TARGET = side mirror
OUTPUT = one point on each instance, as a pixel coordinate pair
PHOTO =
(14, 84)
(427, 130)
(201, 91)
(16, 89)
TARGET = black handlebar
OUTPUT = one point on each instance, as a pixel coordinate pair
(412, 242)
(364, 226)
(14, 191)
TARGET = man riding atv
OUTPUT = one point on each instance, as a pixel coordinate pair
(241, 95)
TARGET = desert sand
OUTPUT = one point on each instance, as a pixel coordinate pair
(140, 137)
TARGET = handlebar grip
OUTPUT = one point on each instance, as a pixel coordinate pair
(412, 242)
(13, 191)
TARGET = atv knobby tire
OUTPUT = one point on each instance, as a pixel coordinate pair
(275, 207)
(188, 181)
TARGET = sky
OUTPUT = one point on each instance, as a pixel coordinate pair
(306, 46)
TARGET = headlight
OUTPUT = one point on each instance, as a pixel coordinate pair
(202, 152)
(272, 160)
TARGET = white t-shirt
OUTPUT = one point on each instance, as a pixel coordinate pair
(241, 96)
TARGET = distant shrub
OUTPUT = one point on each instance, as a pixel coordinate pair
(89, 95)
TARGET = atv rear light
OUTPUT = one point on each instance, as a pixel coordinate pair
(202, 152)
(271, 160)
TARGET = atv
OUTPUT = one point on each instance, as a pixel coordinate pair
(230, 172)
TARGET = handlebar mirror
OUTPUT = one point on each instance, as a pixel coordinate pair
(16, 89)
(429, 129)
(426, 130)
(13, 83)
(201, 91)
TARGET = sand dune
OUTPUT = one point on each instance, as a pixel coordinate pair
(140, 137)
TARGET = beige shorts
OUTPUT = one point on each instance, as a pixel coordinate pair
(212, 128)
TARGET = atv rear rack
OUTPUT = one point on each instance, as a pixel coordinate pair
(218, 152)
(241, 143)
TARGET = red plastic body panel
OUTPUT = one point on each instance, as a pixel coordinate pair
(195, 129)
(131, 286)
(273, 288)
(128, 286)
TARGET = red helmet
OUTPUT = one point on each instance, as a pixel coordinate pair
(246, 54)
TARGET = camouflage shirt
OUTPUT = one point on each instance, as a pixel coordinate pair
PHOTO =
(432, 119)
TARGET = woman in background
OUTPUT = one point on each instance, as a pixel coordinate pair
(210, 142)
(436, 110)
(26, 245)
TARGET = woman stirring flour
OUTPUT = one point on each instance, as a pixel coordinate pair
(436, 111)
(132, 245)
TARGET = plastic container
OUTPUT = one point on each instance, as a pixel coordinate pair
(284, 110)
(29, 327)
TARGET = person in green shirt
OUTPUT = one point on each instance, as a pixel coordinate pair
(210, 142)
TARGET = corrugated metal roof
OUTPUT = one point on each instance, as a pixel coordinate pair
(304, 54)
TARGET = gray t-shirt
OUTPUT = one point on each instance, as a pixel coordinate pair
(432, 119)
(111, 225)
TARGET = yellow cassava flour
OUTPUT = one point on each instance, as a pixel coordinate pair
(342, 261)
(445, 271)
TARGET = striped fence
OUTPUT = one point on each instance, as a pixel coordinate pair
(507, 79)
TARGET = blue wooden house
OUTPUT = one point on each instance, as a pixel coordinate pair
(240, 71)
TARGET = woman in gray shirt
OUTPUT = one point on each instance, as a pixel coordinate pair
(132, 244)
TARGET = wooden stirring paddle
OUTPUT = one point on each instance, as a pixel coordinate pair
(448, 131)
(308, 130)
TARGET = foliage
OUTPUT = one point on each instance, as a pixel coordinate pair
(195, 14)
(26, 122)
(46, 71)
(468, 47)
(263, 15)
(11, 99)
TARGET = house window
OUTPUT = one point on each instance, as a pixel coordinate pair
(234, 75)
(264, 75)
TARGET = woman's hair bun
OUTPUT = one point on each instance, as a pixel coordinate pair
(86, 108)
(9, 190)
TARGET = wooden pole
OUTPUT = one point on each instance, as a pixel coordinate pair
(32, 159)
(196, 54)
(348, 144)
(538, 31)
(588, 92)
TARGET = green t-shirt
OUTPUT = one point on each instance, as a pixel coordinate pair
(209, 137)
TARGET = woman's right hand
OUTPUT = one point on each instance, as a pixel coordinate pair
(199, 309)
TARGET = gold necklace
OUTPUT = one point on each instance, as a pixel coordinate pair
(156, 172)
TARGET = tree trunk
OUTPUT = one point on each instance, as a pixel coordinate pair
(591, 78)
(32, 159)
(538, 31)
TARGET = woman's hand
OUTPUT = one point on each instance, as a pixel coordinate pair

● **WHAT YOU HAVE TO DO**
Format these lines as a JSON list of strings, one string per line, leaving out blank lines. Include every line of the records.

● **FINAL RESULT**
[
  "TARGET = side mirror",
  "OUTPUT = one point on each instance, as a pixel coordinate pair",
  "PHOTO =",
  "(14, 84)",
  "(427, 130)",
  "(201, 91)",
  "(16, 89)",
  "TARGET = black handlebar",
  "OUTPUT = one point on each instance, as a pixel coordinate pair",
  "(412, 242)",
  "(364, 226)",
  "(14, 191)",
  "TARGET = man riding atv",
  "OUTPUT = one point on each instance, as a pixel coordinate pair",
  "(241, 95)",
  "TARGET = desert sand",
  "OUTPUT = one point on each instance, as a pixel coordinate pair",
  "(140, 137)",
  "TARGET = handlebar grip",
  "OUTPUT = one point on each instance, as a pixel coordinate pair",
  "(412, 242)",
  "(13, 191)",
  "TARGET = atv knobby tire",
  "OUTPUT = one point on each instance, as a pixel coordinate pair",
  "(275, 207)",
  "(188, 181)",
  "TARGET = sky",
  "OUTPUT = one point on each instance, as a pixel coordinate pair",
  "(306, 46)",
  "TARGET = headlight",
  "OUTPUT = one point on each instance, as a pixel coordinate pair",
  "(202, 152)",
  "(272, 160)",
  "TARGET = white t-shirt",
  "OUTPUT = one point on each instance, as a pixel coordinate pair",
  "(241, 96)",
  "TARGET = distant shrub",
  "OUTPUT = one point on each instance, as a pixel coordinate pair",
  "(89, 95)",
  "TARGET = atv rear light",
  "OUTPUT = one point on each instance, as a pixel coordinate pair",
  "(202, 152)",
  "(271, 160)",
  "TARGET = atv",
  "OUTPUT = one point on each instance, as a pixel coordinate pair",
  "(230, 172)",
  "TARGET = handlebar mirror",
  "OUTPUT = one point on each instance, as a pixel coordinate pair",
  "(16, 89)",
  "(429, 129)",
  "(426, 130)",
  "(13, 83)",
  "(201, 91)",
  "TARGET = sand dune",
  "OUTPUT = one point on each instance, as a pixel coordinate pair",
  "(140, 137)",
  "TARGET = beige shorts",
  "OUTPUT = one point on each instance, as a pixel coordinate pair",
  "(212, 128)",
  "TARGET = atv rear rack",
  "OUTPUT = one point on each instance, as a pixel coordinate pair",
  "(218, 152)",
  "(241, 143)",
  "TARGET = red plastic body panel",
  "OUTPUT = one point on each instance, as a pixel coordinate pair",
  "(195, 129)",
  "(131, 286)",
  "(273, 288)",
  "(128, 286)",
  "TARGET = red helmet",
  "OUTPUT = one point on each instance, as a pixel coordinate pair",
  "(246, 54)",
  "TARGET = camouflage shirt",
  "OUTPUT = one point on each instance, as a pixel coordinate pair",
  "PHOTO =",
  "(432, 119)",
  "TARGET = woman in background",
  "OUTPUT = one point on each instance, as a pixel coordinate pair",
  "(210, 142)",
  "(436, 110)",
  "(26, 245)",
  "TARGET = woman stirring flour",
  "OUTPUT = one point on each instance, as a pixel coordinate pair",
  "(436, 111)",
  "(132, 245)",
  "TARGET = plastic container",
  "OUTPUT = one point on each instance, as a pixel coordinate pair",
  "(284, 110)",
  "(29, 327)",
  "TARGET = person in green shirt",
  "OUTPUT = one point on each instance, as a pixel coordinate pair",
  "(210, 142)",
  "TARGET = corrugated metal roof",
  "OUTPUT = one point on each instance, as a pixel coordinate pair",
  "(304, 54)",
  "TARGET = gray t-shirt",
  "OUTPUT = one point on each instance, as a pixel coordinate pair",
  "(432, 119)",
  "(111, 225)",
  "TARGET = yellow cassava flour",
  "OUTPUT = one point on each instance, as a pixel coordinate pair",
  "(342, 261)",
  "(445, 271)",
  "TARGET = striped fence",
  "OUTPUT = one point on each instance, as a pixel coordinate pair",
  "(507, 79)",
  "TARGET = blue wooden house",
  "OUTPUT = one point on each instance, as a pixel coordinate pair",
  "(240, 71)",
  "TARGET = woman in gray shirt",
  "OUTPUT = one point on each instance, as a pixel coordinate pair",
  "(132, 244)",
  "TARGET = wooden stirring paddle",
  "OUTPUT = one point on each instance, as a pixel coordinate pair",
  "(448, 131)",
  "(308, 130)",
  "TARGET = foliage",
  "OUTPUT = one point on each instance, as a pixel coordinate pair",
  "(195, 14)",
  "(26, 122)",
  "(46, 71)",
  "(468, 47)",
  "(263, 15)",
  "(11, 99)",
  "TARGET = house window",
  "OUTPUT = one point on each instance, as a pixel coordinate pair",
  "(234, 75)",
  "(264, 75)",
  "TARGET = woman's hair bun",
  "OUTPUT = one point on each instance, as a pixel coordinate pair",
  "(86, 108)",
  "(9, 190)",
  "TARGET = wooden pole",
  "OUTPUT = one point on each instance, as a pixel coordinate pair",
  "(32, 159)",
  "(196, 54)",
  "(348, 144)",
  "(538, 31)",
  "(588, 92)",
  "TARGET = green t-shirt",
  "OUTPUT = one point on each instance, as a pixel coordinate pair",
  "(209, 137)",
  "TARGET = woman's right hand",
  "OUTPUT = one point on each instance, as a pixel coordinate pair",
  "(199, 309)",
  "TARGET = gold necklace",
  "OUTPUT = one point on each instance, as a pixel coordinate pair",
  "(156, 172)",
  "TARGET = tree trunk",
  "OUTPUT = one point on each instance, as a pixel coordinate pair",
  "(591, 78)",
  "(32, 159)",
  "(538, 31)",
  "TARGET = woman's hand",
  "OUTPUT = one point on each instance, as a pixel coordinate pair"
]